• _Exercise prompt_
The records below hold a stretch from the line with "the orange petal" through the line with "point_to SHOULD place one pin on every instance of the green"; return exactly those lines, ends included, and nothing more.

[Opening Source material section]

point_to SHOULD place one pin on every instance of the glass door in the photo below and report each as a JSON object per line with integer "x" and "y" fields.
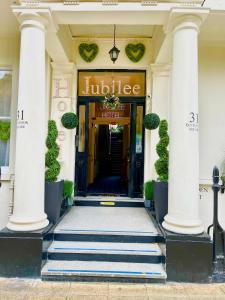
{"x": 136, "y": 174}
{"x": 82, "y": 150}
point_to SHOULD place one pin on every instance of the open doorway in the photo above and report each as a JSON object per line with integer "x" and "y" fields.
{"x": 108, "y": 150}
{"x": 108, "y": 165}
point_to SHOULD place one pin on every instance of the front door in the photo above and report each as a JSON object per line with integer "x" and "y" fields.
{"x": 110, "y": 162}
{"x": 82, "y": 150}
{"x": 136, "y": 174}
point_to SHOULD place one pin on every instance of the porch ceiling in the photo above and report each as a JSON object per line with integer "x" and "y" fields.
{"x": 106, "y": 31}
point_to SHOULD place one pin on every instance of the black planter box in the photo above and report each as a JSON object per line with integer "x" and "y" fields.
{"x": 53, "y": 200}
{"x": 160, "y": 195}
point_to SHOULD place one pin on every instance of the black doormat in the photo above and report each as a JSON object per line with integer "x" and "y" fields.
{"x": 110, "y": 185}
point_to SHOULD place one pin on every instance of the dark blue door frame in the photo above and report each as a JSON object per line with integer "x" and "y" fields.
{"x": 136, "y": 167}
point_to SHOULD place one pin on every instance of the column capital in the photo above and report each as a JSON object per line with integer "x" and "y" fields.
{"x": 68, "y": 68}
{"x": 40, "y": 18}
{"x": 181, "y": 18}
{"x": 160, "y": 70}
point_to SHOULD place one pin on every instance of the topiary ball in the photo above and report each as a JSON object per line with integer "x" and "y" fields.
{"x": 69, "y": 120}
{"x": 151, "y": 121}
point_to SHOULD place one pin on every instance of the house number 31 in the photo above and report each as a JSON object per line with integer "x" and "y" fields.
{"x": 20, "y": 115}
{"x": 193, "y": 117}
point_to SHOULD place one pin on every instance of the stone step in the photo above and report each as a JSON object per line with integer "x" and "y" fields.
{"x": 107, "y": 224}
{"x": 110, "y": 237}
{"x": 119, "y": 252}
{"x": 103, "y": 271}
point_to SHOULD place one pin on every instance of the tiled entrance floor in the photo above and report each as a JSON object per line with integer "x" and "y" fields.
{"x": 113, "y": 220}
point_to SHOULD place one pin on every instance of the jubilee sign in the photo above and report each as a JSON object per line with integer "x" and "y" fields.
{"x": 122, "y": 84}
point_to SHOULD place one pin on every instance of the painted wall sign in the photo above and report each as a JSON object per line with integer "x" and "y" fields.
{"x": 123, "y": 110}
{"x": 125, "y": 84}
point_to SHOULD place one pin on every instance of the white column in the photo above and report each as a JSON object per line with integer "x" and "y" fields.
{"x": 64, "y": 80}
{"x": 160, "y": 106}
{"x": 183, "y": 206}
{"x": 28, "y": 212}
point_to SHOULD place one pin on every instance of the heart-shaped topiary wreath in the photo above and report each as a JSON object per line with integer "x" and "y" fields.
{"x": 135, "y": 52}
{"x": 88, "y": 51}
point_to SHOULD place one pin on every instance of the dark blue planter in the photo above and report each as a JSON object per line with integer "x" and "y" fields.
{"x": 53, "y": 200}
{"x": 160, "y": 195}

[Closing Source material section]
[Opening Source material section]

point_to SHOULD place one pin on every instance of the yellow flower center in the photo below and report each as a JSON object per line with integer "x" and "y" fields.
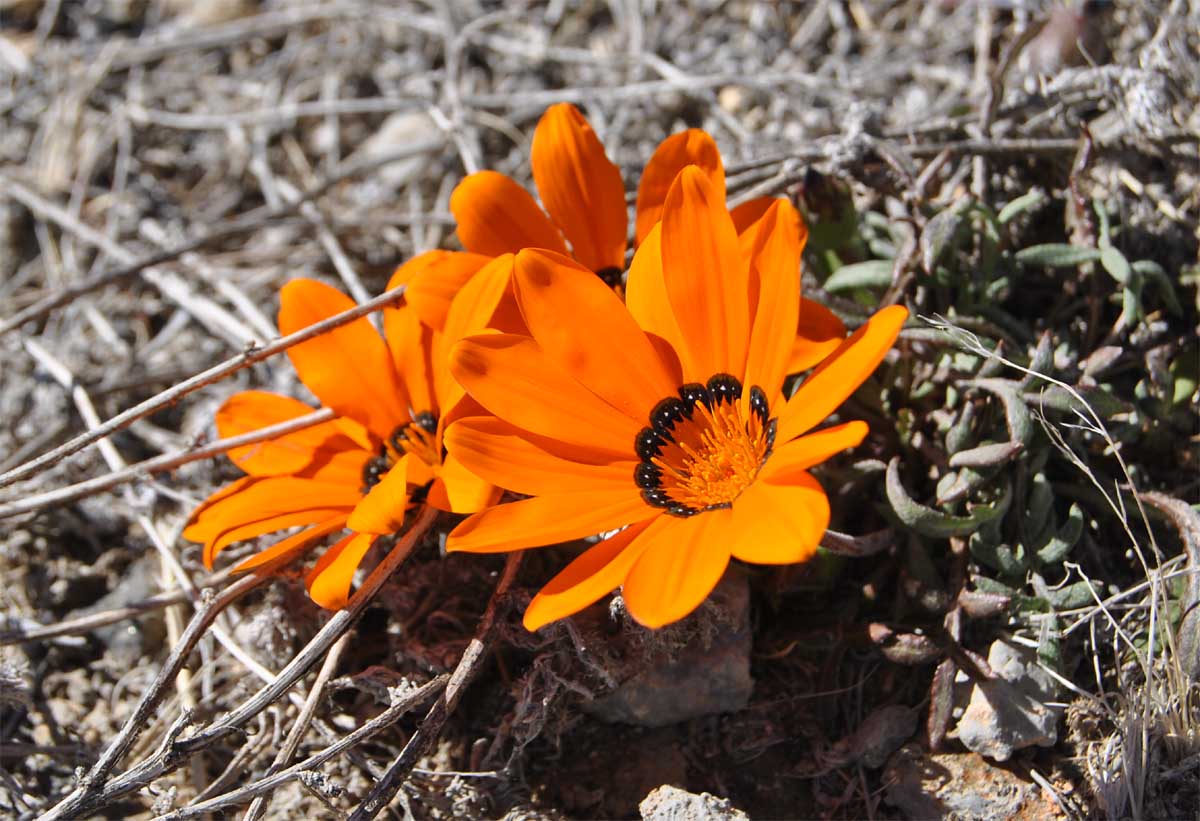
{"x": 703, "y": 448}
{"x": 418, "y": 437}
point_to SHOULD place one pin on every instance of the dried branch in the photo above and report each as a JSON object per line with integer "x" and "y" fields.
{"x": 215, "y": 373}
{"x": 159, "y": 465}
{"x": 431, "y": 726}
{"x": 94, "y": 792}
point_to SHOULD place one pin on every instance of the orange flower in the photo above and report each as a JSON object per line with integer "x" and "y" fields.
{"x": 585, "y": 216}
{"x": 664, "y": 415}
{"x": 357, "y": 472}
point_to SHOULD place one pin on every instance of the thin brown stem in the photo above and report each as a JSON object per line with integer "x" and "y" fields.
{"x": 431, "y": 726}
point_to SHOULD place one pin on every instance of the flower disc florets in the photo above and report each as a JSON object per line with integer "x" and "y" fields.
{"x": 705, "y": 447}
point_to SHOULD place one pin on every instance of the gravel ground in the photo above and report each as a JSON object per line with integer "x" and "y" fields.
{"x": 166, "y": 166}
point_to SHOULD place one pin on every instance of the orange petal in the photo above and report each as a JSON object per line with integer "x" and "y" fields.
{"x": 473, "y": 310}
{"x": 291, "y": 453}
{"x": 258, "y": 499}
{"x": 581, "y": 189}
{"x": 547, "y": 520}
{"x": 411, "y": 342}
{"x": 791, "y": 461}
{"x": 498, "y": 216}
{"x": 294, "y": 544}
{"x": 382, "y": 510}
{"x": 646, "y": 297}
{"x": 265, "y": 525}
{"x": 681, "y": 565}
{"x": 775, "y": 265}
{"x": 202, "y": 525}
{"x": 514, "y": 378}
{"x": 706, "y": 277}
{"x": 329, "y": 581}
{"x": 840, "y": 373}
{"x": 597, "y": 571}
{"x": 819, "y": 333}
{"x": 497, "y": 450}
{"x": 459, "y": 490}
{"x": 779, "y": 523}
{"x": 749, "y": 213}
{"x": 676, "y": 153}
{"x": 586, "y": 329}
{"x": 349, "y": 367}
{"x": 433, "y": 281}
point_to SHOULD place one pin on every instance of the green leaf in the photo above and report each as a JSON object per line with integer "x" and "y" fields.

[Closing Source material section]

• _Answer to the exercise_
point_to SHOULD place one pin on every instance of the orange petal in the photo above and report each as a JSON object per line with integer "x" and "y" fields.
{"x": 473, "y": 310}
{"x": 291, "y": 453}
{"x": 258, "y": 499}
{"x": 581, "y": 189}
{"x": 547, "y": 520}
{"x": 411, "y": 342}
{"x": 791, "y": 461}
{"x": 498, "y": 216}
{"x": 294, "y": 544}
{"x": 382, "y": 510}
{"x": 646, "y": 297}
{"x": 265, "y": 525}
{"x": 681, "y": 565}
{"x": 775, "y": 265}
{"x": 202, "y": 525}
{"x": 514, "y": 378}
{"x": 706, "y": 277}
{"x": 329, "y": 581}
{"x": 840, "y": 373}
{"x": 597, "y": 571}
{"x": 819, "y": 333}
{"x": 497, "y": 450}
{"x": 459, "y": 490}
{"x": 779, "y": 523}
{"x": 749, "y": 213}
{"x": 676, "y": 153}
{"x": 586, "y": 329}
{"x": 349, "y": 367}
{"x": 433, "y": 281}
point_to SHOULD place one pin on every instance of the green leaf in the photo above and report each as a JSON object per line with integer "x" and "y" fields.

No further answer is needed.